Work to complete: Count the lines in the entries below that contain the word "frame". Reply with the number alone.

--- BEGIN Information provided ---

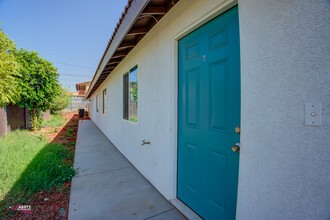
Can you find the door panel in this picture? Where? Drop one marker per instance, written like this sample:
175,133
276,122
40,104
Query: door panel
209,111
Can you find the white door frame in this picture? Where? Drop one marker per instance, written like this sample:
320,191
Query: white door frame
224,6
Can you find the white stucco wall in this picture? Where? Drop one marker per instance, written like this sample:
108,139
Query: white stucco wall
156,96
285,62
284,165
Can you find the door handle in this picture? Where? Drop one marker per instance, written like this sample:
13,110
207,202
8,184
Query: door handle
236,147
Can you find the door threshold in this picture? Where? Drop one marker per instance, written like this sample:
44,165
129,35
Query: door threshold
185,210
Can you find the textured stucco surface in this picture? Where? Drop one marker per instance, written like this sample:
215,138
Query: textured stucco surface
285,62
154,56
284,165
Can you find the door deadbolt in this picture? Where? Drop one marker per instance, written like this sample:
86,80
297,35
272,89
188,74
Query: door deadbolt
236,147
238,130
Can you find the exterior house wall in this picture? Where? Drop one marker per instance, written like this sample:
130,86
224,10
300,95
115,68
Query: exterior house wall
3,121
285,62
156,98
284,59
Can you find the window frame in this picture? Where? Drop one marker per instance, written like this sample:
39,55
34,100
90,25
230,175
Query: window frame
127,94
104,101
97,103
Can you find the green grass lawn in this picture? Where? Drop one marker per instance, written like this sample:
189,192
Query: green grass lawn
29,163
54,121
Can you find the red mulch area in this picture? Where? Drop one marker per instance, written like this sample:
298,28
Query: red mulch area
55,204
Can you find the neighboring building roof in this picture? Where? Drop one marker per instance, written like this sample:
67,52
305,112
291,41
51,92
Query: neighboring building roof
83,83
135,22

--- END Information provided ---
--- BEGIN Information provided ---

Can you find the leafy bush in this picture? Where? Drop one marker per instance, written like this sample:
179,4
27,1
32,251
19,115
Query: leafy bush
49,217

--- END Information provided ---

Solution for this task: 4